* **Excerpted passage**
┄┄┄┄┄┄┄┄┄┄┄┄┄┄┄┄┄┄┄┄
Historic house in Alabama, United States

Hawthorne, also known as the Browder Place, is a historic Italianate plantation house and historic district in Prairieville, Alabama, US. This area of Hale County was included in Marengo County before the creation of Hale in 1867. Hawthorne is included in the Plantation Houses of the Alabama Canebrake and Their Associated Outbuildings Multiple Property Submission. It was added to the National Register of Historic Places on July 7, 1994, due to its architectural significance.

==History==
Construction on Hawthorne began in 1818. It was eventually enlarged to a large house with over 30 rooms and a full basement by the Manning family, who used the forced labor of enslaved people to work the plantation. The property was later purchased by Dr. James Daniel Browder; by the end of the Civil War he had downsized most of the existing structure and completed the house as it stands today. The architect for Dr Browder's project was a young architect, Maj. J. W. Tayloe, of the Canebrake, perhaps the most notable young cotton planter in the area between 1850 and 1860. The eldest son of George Plater Tayloe of Buena Vista (Roanoke, Virginia) who owned considerable estates in the Arcola, Alabama neighborhood including "Elmwood" and brother to Col George E Tayloe, he was the grandson of Col. John Tayloe III of the Octagon House in Washington DC and great grandson of Col. John Tayloe II who built the grand colonial estate Mount Airy in Richmond Co Virginia. He graduated from Virginia Military Institute, inherited Walnut Grove Plantation and married Miss Lucie Randolph of "Oakleigh" plantation. He and the client designed the house with inspiration drawn from Samuel Sloan's 1852 publication of The Model Architect.

==Architecture==
Hawthorne is built in the Italian Villa style. It comprises a main two-story block, a three-story tower, and an adjoining one-story wing. A one-story porch with corbel brackets wraps around the main block of the house. The gables and eaves on the main section and tower are also bracketed. Numerous French doors open onto the porch from the parlor and dining room. The tower contains an arched entrance vestibule at the base. It originally had arched windows on the third level, as well as decorative woodwork on the second level and around the ground floor archway. The tower windows have been replaced by simple square sash windows and the decorative details have been simplified with the addition of synthetic siding.
┄┄┄┄┄┄┄┄┄┄┄┄┄┄┄┄┄┄┄┄
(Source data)
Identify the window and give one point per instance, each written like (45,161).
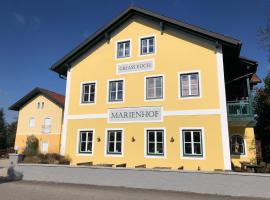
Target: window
(86,142)
(189,84)
(155,142)
(88,93)
(116,91)
(123,49)
(114,142)
(147,45)
(32,122)
(192,142)
(154,87)
(46,128)
(237,145)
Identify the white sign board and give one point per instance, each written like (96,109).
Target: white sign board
(135,114)
(133,67)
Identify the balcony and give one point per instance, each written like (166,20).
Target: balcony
(46,129)
(240,113)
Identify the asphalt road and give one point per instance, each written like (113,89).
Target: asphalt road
(25,190)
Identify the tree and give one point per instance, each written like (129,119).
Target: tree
(264,37)
(11,134)
(262,110)
(3,136)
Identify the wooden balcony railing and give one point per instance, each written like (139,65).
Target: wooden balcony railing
(239,109)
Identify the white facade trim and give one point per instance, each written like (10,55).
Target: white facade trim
(165,114)
(81,90)
(139,45)
(223,109)
(192,112)
(108,91)
(78,141)
(106,154)
(186,157)
(145,142)
(116,48)
(179,85)
(163,87)
(64,131)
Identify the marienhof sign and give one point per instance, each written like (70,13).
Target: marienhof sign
(133,67)
(135,114)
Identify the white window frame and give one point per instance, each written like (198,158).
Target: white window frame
(106,142)
(139,45)
(81,93)
(163,87)
(42,143)
(180,88)
(116,49)
(30,122)
(108,90)
(192,157)
(50,126)
(245,146)
(78,153)
(146,143)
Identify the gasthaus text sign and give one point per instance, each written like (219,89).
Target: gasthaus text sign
(135,114)
(133,67)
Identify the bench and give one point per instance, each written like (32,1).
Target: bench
(121,165)
(249,167)
(104,165)
(85,164)
(141,166)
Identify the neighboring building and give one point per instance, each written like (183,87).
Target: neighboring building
(40,114)
(147,89)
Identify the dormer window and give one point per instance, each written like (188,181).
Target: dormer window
(148,45)
(123,49)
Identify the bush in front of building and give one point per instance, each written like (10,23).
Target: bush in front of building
(31,148)
(48,158)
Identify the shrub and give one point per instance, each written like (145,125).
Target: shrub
(31,159)
(32,145)
(49,158)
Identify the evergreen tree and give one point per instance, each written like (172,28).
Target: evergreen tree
(3,136)
(262,110)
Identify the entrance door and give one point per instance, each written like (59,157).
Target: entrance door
(45,147)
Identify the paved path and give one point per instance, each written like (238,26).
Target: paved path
(24,190)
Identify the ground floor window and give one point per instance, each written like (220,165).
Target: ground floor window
(155,142)
(192,142)
(114,141)
(86,142)
(237,145)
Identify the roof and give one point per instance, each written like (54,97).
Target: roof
(63,64)
(53,96)
(255,79)
(248,61)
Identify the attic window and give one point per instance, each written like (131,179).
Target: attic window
(123,49)
(147,45)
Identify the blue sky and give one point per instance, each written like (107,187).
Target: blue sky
(34,34)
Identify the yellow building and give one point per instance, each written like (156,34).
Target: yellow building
(154,91)
(40,114)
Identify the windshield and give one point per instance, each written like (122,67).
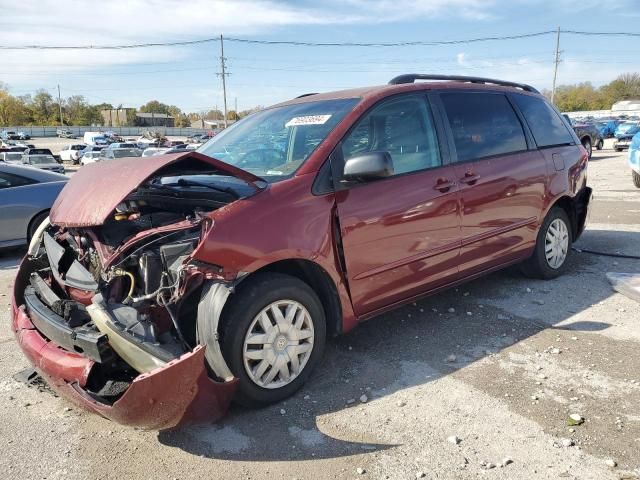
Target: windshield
(126,152)
(274,143)
(41,159)
(13,157)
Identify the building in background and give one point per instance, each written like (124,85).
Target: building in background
(154,120)
(129,117)
(210,124)
(118,117)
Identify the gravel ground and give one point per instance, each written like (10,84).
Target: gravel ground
(422,392)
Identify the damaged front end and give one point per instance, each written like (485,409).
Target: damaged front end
(113,312)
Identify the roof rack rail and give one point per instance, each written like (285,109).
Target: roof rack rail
(412,77)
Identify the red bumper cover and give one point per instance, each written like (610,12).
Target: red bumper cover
(179,393)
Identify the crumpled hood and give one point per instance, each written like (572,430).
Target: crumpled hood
(95,190)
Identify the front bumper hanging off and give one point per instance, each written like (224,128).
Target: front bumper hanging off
(174,394)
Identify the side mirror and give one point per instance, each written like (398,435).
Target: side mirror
(368,166)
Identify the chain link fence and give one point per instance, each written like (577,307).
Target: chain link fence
(50,131)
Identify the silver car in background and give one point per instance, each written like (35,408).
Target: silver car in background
(26,195)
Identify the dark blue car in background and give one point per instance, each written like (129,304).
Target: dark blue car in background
(607,128)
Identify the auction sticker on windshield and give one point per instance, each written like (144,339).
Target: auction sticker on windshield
(308,120)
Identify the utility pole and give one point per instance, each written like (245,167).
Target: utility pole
(555,69)
(60,106)
(224,75)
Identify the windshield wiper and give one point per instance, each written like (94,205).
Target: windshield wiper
(182,182)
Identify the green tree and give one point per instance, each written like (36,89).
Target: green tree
(13,111)
(44,110)
(154,106)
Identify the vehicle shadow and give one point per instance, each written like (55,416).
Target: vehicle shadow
(597,158)
(404,348)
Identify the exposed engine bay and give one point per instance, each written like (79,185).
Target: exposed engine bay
(125,293)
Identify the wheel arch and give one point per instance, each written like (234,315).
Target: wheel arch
(575,208)
(319,280)
(33,219)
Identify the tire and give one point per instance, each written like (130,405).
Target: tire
(538,266)
(35,223)
(586,143)
(240,316)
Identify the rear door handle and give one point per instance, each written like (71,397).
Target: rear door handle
(444,185)
(470,178)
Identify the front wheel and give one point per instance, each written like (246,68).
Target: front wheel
(553,246)
(273,334)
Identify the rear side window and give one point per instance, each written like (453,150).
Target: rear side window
(401,126)
(8,180)
(483,124)
(547,127)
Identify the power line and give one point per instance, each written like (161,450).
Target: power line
(224,74)
(315,44)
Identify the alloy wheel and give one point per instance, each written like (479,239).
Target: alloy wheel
(278,344)
(556,243)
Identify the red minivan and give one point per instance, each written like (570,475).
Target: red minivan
(161,288)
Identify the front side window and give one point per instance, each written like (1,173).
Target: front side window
(483,124)
(8,180)
(274,143)
(401,126)
(547,127)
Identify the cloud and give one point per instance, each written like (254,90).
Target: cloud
(82,22)
(538,73)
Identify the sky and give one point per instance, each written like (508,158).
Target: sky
(186,76)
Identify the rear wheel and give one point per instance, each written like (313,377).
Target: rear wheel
(553,246)
(586,143)
(273,335)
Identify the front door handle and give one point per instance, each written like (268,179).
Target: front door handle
(470,178)
(444,185)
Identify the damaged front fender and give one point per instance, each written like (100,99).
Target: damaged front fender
(214,296)
(177,393)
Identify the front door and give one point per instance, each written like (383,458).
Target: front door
(401,234)
(502,182)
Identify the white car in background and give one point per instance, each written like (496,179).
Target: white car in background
(11,157)
(71,153)
(90,157)
(151,151)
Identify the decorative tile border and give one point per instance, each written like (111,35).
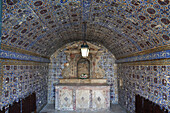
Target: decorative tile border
(157,49)
(18,50)
(18,56)
(151,56)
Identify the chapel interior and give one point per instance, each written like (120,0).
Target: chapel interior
(127,62)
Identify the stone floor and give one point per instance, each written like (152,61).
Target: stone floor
(49,108)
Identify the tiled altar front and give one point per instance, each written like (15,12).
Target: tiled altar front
(71,97)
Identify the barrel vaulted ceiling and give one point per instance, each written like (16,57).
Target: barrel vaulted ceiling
(123,26)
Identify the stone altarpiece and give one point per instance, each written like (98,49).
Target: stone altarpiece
(73,93)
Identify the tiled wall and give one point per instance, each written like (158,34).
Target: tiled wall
(107,63)
(21,78)
(151,81)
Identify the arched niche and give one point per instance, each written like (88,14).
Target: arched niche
(83,67)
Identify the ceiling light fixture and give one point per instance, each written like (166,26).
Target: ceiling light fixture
(84,46)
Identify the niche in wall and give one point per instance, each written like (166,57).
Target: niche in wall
(83,67)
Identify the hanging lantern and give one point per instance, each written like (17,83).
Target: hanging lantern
(84,50)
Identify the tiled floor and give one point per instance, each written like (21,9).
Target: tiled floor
(114,109)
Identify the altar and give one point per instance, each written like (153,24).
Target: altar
(83,86)
(72,96)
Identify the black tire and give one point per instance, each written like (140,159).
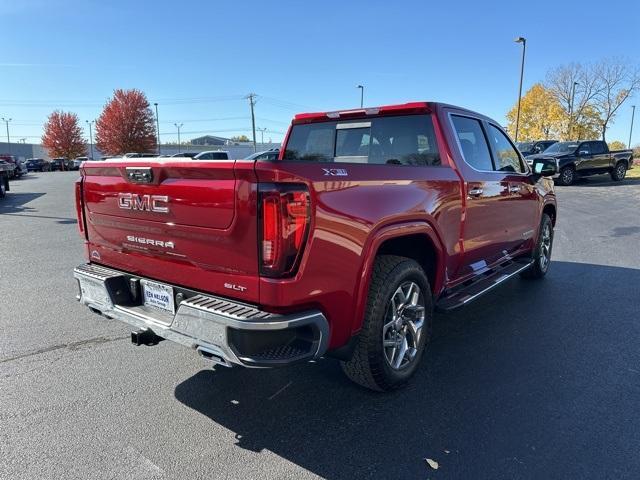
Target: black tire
(619,172)
(567,176)
(370,366)
(541,255)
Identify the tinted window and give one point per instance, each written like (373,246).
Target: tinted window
(472,142)
(507,158)
(584,149)
(403,140)
(597,148)
(313,142)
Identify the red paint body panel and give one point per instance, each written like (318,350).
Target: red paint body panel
(214,221)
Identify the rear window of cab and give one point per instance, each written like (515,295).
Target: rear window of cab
(399,140)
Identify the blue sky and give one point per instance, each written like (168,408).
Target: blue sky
(198,59)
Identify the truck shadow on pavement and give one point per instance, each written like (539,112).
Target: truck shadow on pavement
(535,380)
(603,181)
(16,204)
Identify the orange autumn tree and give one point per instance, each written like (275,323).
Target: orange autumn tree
(126,124)
(63,136)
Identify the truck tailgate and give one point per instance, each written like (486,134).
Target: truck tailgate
(183,222)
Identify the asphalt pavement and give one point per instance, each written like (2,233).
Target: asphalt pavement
(536,380)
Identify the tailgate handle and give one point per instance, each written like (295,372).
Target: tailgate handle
(139,174)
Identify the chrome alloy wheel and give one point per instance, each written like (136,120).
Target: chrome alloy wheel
(567,176)
(545,248)
(403,325)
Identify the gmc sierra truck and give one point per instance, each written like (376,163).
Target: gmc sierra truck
(583,159)
(342,246)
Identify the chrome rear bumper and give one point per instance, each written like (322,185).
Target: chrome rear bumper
(227,332)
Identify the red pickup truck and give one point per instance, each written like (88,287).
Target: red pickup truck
(343,246)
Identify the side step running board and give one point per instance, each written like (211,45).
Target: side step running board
(484,283)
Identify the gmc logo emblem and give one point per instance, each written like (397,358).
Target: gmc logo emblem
(148,203)
(335,172)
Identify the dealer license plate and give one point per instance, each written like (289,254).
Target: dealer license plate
┄┄┄┄┄┄┄┄┄┄┄┄┄┄┄┄┄┄┄┄
* **Required work**
#1 Answer these from the Hawthorne passage:
(a) In what year did construction on Hawthorne begin?
(b) On what date was Hawthorne added to the National Register of Historic Places?
(c) In what style is Hawthorne built?
#2 Return the part of the Hawthorne passage between "Historic house in" and "its architectural significance.", inclusive, copied word for word.
#3 List every person in the Hawthorne passage who is named with a military rank, giving each with the rank shown.
The records are material separate from the Hawthorne passage.

* **Numbered answers**
#1
(a) 1818
(b) July 7, 1994
(c) The Italian Villa style

#2
Historic house in Alabama, United States

Hawthorne, also known as the Browder Place, is a historic Italianate plantation house and historic district in Prairieville, Alabama, US. This area of Hale County was included in Marengo County before the creation of Hale in 1867. Hawthorne is included in the Plantation Houses of the Alabama Canebrake and Their Associated Outbuildings Multiple Property Submission. It was added to the National Register of Historic Places on July 7, 1994, due to its architectural significance.

#3
Maj. J. W. Tayloe
Col George E Tayloe
Col. John Tayloe III
Col. John Tayloe II